** Opening Provided text block **
The U.S. is looking to own future Winter Olympic podiums.
We take you behind the scenes this month with our timely Vancouver Games Blog, an insider perspective on sport medicine and science headlines, talking points, statistical data and emerging trends.
Canada’s 5 year old Own the Podium program to support high performance athletes ahead of the Vancouver Games has seen the federal government channel $66-million towards improving our country’s chances to medal – and win the first Canadian Olympic gold medal on home soil. VANOC also contributed $11-million per year to the program, that funding ceases in March, as VANOC concludes it’s mandate, but federal funding of $11-million per year is slated to continue to help our elite athletes compete in top form with improved access to the best training, coaching and technology.
USA Today recently estimated in an article that Canada (with the help of Own the Podium) will reach 34 medals in the 2010 Winter Games, leading all countries, followed by Germany with 32 and the U.S. will end up 3rd with 25. Â The article also detailed how an American version of our Own the Podium funding program began injecting $18-million annually towards elite athletes to improve the country’s poor performances at the Winter Games . This additional funding kicked in as part of the lead up to the 2002 Salt Lake Games and in the long term is expected to turn the U.S. into as strong and dominate a competitor in future Winter Games as it has become in the Summer Games.
** Closing Provided text block **
** Opening Dataset extract block **
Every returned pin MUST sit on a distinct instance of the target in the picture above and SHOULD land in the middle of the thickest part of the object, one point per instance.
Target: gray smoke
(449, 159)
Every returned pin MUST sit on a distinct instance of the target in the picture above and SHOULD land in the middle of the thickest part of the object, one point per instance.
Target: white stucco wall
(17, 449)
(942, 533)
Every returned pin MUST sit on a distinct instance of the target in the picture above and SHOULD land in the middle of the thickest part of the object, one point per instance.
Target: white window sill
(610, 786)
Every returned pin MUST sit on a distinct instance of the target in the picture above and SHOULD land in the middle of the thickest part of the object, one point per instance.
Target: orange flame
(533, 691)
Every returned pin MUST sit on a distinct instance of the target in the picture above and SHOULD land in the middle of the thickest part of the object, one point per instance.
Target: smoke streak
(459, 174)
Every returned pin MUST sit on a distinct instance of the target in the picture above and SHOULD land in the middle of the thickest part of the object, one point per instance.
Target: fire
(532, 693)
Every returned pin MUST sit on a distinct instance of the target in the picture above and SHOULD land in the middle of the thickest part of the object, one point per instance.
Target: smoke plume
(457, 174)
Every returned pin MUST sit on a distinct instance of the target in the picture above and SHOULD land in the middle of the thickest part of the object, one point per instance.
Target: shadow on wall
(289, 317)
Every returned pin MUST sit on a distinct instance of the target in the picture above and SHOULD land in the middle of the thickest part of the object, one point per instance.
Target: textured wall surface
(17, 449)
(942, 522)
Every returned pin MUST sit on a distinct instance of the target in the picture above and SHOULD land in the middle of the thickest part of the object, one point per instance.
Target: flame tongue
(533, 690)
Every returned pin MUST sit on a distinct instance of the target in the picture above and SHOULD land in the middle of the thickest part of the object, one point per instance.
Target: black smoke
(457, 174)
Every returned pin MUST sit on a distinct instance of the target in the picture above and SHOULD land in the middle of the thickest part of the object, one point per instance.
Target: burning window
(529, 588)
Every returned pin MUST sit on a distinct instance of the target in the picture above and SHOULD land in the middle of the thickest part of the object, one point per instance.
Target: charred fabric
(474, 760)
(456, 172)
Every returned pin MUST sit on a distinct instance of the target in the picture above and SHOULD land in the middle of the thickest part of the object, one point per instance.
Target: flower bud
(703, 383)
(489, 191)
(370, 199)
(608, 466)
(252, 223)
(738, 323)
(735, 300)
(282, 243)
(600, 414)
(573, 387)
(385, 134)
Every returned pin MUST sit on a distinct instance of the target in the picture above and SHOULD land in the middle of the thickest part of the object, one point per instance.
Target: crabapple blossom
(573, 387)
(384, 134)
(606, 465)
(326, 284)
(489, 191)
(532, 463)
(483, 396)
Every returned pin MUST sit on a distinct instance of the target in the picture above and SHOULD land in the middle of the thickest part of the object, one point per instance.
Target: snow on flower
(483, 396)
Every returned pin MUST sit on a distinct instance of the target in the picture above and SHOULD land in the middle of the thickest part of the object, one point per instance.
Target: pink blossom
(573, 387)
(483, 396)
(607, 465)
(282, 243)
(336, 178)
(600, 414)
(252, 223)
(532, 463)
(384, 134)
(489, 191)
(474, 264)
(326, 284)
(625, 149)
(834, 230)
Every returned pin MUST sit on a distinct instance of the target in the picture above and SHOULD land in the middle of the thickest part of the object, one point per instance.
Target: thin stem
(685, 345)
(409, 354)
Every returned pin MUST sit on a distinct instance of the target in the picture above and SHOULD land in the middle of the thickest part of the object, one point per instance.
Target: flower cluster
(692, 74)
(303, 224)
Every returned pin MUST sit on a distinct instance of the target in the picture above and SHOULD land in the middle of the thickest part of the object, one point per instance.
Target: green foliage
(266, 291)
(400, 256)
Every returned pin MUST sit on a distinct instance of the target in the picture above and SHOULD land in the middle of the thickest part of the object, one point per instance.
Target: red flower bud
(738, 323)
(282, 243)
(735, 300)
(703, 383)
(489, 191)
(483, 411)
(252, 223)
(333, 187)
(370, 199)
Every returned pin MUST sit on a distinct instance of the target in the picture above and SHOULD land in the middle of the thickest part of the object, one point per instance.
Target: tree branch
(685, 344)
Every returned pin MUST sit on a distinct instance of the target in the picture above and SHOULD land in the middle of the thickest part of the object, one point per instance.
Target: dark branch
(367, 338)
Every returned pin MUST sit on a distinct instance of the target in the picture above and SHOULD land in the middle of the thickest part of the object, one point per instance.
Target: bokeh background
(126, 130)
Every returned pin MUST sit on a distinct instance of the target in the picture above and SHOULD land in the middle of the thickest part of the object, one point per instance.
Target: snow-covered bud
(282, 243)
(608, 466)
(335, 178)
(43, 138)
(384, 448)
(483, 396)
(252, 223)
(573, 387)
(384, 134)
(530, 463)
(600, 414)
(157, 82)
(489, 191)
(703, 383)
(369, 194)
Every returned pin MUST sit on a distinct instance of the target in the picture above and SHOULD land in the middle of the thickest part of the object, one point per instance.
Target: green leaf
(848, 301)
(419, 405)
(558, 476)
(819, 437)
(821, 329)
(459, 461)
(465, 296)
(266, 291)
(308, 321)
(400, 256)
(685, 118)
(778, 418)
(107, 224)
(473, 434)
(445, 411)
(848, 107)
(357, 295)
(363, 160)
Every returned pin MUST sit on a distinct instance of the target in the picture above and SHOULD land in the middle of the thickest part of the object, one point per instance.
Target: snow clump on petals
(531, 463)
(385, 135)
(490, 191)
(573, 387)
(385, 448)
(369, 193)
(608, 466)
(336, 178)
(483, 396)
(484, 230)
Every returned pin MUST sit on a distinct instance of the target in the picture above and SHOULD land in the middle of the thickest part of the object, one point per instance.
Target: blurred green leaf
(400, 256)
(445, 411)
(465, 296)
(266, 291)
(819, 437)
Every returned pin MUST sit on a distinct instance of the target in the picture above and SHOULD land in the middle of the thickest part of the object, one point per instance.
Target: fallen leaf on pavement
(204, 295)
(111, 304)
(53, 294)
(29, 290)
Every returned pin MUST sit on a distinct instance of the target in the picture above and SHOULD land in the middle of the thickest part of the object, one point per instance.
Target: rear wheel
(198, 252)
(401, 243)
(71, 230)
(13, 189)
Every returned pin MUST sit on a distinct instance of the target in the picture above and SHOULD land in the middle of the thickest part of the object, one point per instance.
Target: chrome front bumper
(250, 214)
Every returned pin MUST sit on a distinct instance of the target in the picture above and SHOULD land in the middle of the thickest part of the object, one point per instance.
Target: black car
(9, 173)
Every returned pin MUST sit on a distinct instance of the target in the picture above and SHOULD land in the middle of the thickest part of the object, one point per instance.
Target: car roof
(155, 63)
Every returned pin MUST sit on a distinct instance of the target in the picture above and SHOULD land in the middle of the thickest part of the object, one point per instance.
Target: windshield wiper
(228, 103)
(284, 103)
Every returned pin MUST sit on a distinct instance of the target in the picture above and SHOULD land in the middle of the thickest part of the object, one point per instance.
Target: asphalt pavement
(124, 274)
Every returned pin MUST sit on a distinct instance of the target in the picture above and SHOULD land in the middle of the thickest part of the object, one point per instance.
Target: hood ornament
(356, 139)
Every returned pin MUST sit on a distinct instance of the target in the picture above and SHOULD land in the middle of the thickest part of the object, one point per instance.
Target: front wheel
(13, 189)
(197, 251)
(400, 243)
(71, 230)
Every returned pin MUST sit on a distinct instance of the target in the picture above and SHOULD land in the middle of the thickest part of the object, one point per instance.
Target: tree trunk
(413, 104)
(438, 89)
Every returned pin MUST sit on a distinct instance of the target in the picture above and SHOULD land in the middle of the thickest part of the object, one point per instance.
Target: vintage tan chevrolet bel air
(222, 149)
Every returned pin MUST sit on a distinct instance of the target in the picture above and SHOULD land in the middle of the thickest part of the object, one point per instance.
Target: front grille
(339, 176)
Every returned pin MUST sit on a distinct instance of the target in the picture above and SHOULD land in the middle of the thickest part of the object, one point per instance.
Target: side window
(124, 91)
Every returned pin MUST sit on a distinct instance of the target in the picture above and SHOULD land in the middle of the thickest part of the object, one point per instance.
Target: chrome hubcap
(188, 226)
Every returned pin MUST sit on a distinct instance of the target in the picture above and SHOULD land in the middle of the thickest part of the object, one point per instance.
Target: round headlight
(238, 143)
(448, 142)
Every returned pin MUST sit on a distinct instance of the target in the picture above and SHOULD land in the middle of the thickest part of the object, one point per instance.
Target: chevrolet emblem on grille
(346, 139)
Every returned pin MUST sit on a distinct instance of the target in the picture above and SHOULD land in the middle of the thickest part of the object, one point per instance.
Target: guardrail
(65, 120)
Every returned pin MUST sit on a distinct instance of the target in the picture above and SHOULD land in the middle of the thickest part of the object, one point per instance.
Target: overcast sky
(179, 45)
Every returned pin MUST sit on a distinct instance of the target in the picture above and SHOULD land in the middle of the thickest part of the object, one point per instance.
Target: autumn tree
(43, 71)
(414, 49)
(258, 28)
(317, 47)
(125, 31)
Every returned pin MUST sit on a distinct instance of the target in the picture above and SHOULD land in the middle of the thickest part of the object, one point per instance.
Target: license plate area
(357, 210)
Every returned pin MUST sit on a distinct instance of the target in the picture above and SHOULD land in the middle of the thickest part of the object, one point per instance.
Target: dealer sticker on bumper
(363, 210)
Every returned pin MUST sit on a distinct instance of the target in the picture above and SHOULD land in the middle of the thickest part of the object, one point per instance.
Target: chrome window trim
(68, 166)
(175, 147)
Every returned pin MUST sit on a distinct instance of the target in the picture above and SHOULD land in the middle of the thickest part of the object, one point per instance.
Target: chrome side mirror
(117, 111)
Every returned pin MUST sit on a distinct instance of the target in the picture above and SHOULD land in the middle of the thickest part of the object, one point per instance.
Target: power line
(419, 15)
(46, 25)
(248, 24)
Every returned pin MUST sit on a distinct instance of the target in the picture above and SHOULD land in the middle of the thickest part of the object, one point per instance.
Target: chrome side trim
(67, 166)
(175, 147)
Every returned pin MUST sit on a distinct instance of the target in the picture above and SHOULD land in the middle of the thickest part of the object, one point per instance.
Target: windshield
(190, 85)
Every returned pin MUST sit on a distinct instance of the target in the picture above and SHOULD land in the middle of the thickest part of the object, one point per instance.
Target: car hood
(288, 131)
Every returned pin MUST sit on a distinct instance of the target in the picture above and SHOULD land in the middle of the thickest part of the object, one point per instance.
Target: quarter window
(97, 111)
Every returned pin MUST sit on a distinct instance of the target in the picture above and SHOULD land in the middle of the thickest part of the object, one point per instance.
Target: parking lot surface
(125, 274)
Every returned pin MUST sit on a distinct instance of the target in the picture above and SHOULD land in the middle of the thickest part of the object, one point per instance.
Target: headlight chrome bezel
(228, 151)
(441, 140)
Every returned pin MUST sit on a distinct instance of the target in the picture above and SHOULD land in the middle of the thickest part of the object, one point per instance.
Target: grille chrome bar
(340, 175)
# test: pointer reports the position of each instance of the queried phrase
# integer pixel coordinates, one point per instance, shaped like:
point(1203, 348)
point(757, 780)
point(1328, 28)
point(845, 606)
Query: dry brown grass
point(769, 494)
** Closing Dataset extract block **
Requirement:
Write out the passage from the Own the Podium blog post above word for word, starting with "We take you" and going on through "coaching and technology.".

Expected output:
We take you behind the scenes this month with our timely Vancouver Games Blog, an insider perspective on sport medicine and science headlines, talking points, statistical data and emerging trends.
Canada’s 5 year old Own the Podium program to support high performance athletes ahead of the Vancouver Games has seen the federal government channel $66-million towards improving our country’s chances to medal – and win the first Canadian Olympic gold medal on home soil. VANOC also contributed $11-million per year to the program, that funding ceases in March, as VANOC concludes it’s mandate, but federal funding of $11-million per year is slated to continue to help our elite athletes compete in top form with improved access to the best training, coaching and technology.